--- CONSIGNE DONNÉE 1 ---
Résumez en deux phrases le texte sur Mencius et Zhuangzi qui suit.

--- TEXTE CITÉ ---
────────────────────────────────────────

Mencius, confucéen modéré, m'a fait penser un peu à Rousseau, d'autant qu'il cherche à se faire l'interlocuteur ou le conseiller d'un prince (le Roi Xuan) particulièrement cruel et autoritaire, qu'il essaie d'éveiller sur la présence (quand même) d'un fond de bonté bien cachée (!) dans le plus profond de lui-même... Il existe d'après Mencius des germes de bonté dans l'individu, que la méditation et l'éducation doivent cultiver et faire croître, selon une métaphore botanique simple : « le sot les arrache ne les voyant pas pousser assez vite » [le capitaliste financier aussi!]. L'épanouissement de ces pousses, par contre, finit par provoquer un état de vertu spontanée.
Enfin Zhuangzi (Tchouang-tseu), avec son « oublier de tenter », son « se laisser aller » et surtout ses textes extrêmement cryptiques m'a fait penser très très fort à la méthode ericksonienne d'induction de l'hypnose. L'auteur suggère au passage un probable usage de substances psychotropes de la part de ce philosophe ; toujours est-il que le corpus abondant de ses écrits, comportant des créatures fantastiques, des dialogues mettant en scène Confucius (pour le confondre) – pas du tout comme Socrate dans les dialogues platoniciens ! –, des trips heureux autours de lacs et de rivières merveilleux, des images carrément anti-conventionnelles : personnages portant sandales sur la tête ou fendant un chat par moitié, semble être, pour celui qui accepte une approche quelque peu cavalière de la rationalité et la logique argumentative de l'écrit, la source la plus féconde pour saisir en profondeur l'essence du wu-wei. (Je n'y manquerai pas!) Sans doute sa postérité, par le biais du bouddhisme Zen est-elle aussi la plus nombreuse et son influence, immense.

────────────────────────────────────────

--- CONSIGNE DONNÉE 2 ---
Restituez sous forme de tableau Markdown toutes les lignes des entrées ci-dessous, avec deux colonnes, « N° » pour le numéro de rang et « Ligne » pour son texte. Omettez les lignes vides ainsi que les images.

────────────────────────────────────────

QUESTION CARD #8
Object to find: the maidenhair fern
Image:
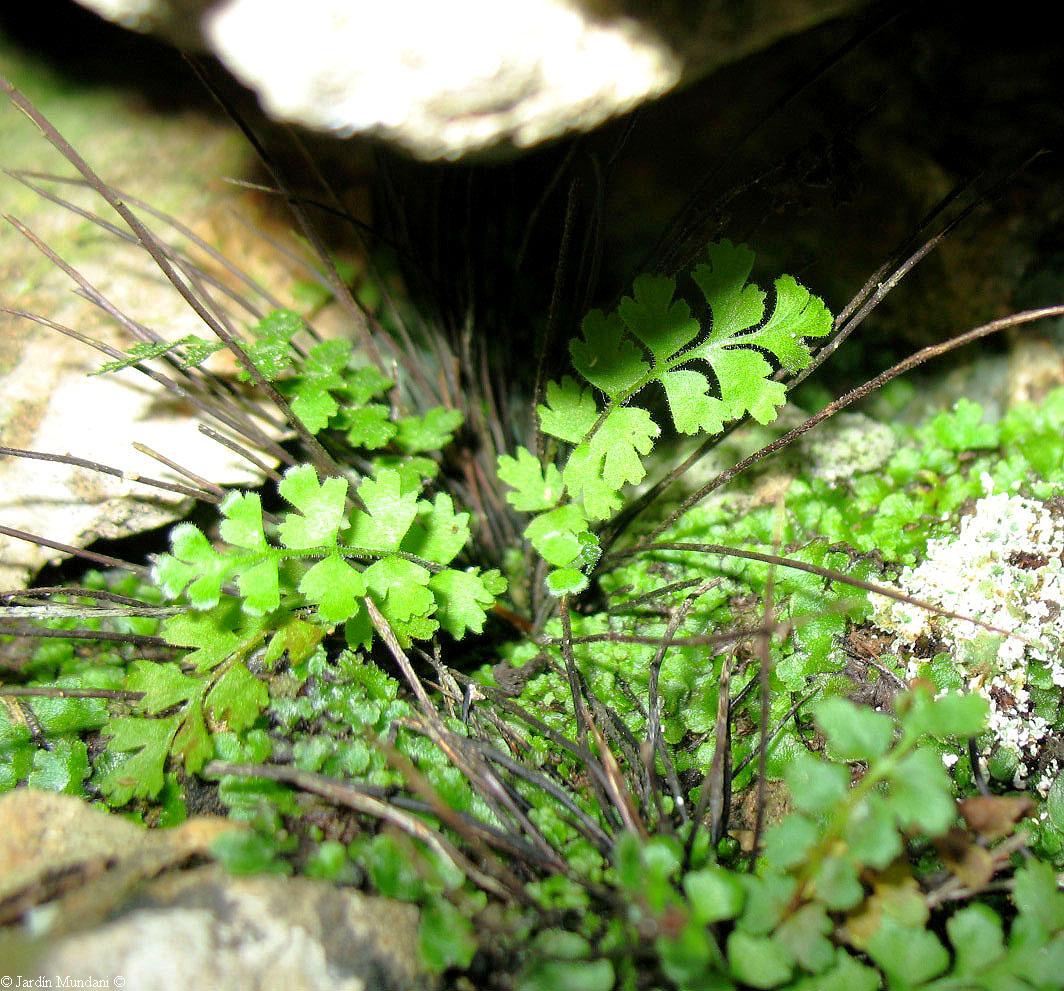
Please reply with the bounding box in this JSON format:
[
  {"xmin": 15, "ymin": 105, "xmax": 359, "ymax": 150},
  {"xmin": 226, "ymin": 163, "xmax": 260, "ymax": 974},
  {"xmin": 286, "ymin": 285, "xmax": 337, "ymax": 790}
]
[
  {"xmin": 153, "ymin": 465, "xmax": 504, "ymax": 646},
  {"xmin": 499, "ymin": 241, "xmax": 832, "ymax": 595}
]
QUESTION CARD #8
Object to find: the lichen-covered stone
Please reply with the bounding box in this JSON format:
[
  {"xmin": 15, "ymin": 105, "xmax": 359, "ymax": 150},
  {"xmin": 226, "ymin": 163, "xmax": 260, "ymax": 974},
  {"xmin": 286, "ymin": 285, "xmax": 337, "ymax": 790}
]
[
  {"xmin": 874, "ymin": 489, "xmax": 1064, "ymax": 796},
  {"xmin": 29, "ymin": 868, "xmax": 432, "ymax": 991}
]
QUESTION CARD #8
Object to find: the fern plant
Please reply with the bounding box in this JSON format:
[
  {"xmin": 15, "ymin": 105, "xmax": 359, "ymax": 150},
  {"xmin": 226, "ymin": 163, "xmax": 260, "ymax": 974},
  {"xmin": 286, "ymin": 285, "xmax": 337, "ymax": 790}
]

────────────────────────────────────────

--- RÉPONSE ATTENDUE 1 ---
L'auteur rapproche Mencius, confucéen modéré, de Rousseau : il cherche à conseiller le roi Xuan, prince cruel et autoritaire, et soutient que l'individu porte des germes de bonté que la méditation et l'éducation doivent cultiver jusqu'à un état de vertu spontanée. Zhuangzi, avec son « oublier de tenter », son « se laisser aller » et ses textes extrêmement cryptiques, évoque pour l'auteur la méthode ericksonienne d'induction de l'hypnose, et ses écrits constituent, pour qui accepte une approche cavalière de la rationalité, la source la plus féconde pour saisir l'essence du wu-wei.

--- RÉPONSE ATTENDUE 2 ---
| N° | Ligne |
|---|---|
| 1 | QUESTION CARD #8 |
| 2 | Object to find: the maidenhair fern |
| 3 | Image: |
| 4 | Please reply with the bounding box in this JSON format: |
| 5 | [ |
| 6 |   {"xmin": 15, "ymin": 105, "xmax": 359, "ymax": 150}, |
| 7 |   {"xmin": 226, "ymin": 163, "xmax": 260, "ymax": 974}, |
| 8 |   {"xmin": 286, "ymin": 285, "xmax": 337, "ymax": 790} |
| 9 | ] |
| 10 | [ |
| 11 |   {"xmin": 153, "ymin": 465, "xmax": 504, "ymax": 646}, |
| 12 |   {"xmin": 499, "ymin": 241, "xmax": 832, "ymax": 595} |
| 13 | ] |
| 14 | QUESTION CARD #8 |
| 15 | Object to find: the lichen-covered stone |
| 16 | Please reply with the bounding box in this JSON format: |
| 17 | [ |
| 18 |   {"xmin": 15, "ymin": 105, "xmax": 359, "ymax": 150}, |
| 19 |   {"xmin": 226, "ymin": 163, "xmax": 260, "ymax": 974}, |
| 20 |   {"xmin": 286, "ymin": 285, "xmax": 337, "ymax": 790} |
| 21 | ] |
| 22 | [ |
| 23 |   {"xmin": 874, "ymin": 489, "xmax": 1064, "ymax": 796}, |
| 24 |   {"xmin": 29, "ymin": 868, "xmax": 432, "ymax": 991} |
| 25 | ] |
| 26 | QUESTION CARD #8 |
| 27 | Object to find: the fern plant |
| 28 | Please reply with the bounding box in this JSON format: |
| 29 | [ |
| 30 |   {"xmin": 15, "ymin": 105, "xmax": 359, "ymax": 150}, |
| 31 |   {"xmin": 226, "ymin": 163, "xmax": 260, "ymax": 974}, |
| 32 |   {"xmin": 286, "ymin": 285, "xmax": 337, "ymax": 790} |
| 33 | ] |